:: RECORDS FOR THIS EXERCISE

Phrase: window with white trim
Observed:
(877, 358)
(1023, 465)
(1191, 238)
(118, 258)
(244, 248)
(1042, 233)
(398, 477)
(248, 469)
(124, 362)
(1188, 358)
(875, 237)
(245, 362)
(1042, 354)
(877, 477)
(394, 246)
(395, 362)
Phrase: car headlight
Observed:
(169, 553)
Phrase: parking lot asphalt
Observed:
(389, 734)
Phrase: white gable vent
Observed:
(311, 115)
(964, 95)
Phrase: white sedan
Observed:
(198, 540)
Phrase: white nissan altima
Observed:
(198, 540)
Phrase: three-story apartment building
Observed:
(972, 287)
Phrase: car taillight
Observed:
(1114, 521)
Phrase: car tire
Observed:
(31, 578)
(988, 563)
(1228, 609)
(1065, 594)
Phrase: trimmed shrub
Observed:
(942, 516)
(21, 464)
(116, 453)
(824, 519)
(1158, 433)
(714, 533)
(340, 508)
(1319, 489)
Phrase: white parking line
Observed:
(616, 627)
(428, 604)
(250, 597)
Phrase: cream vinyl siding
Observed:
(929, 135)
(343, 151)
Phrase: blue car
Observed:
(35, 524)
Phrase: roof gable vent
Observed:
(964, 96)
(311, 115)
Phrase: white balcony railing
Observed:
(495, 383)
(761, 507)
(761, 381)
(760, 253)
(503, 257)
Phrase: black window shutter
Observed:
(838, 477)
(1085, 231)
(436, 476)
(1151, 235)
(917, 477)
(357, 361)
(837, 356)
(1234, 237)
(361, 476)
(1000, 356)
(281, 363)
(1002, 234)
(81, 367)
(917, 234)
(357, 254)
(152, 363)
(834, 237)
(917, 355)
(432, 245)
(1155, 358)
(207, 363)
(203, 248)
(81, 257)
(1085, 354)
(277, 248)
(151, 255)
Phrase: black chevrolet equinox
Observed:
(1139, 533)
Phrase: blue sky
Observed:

::::

● **EXERCISE TASK**
Reproduce the data verbatim, from the line containing "Phrase: black window shutter" through the final line of the data, inclusive.

● **IN RESPONSE**
Phrase: black window shutter
Observed:
(838, 477)
(1085, 231)
(436, 476)
(1151, 235)
(917, 477)
(357, 361)
(837, 356)
(1234, 237)
(361, 476)
(1000, 356)
(281, 363)
(1002, 234)
(81, 367)
(917, 234)
(357, 254)
(152, 363)
(834, 237)
(917, 355)
(432, 245)
(1155, 358)
(207, 363)
(203, 248)
(81, 257)
(1085, 354)
(277, 248)
(151, 255)
Phrase: black chevrolet equinox
Observed:
(1139, 533)
Phrase: blue sky
Observed:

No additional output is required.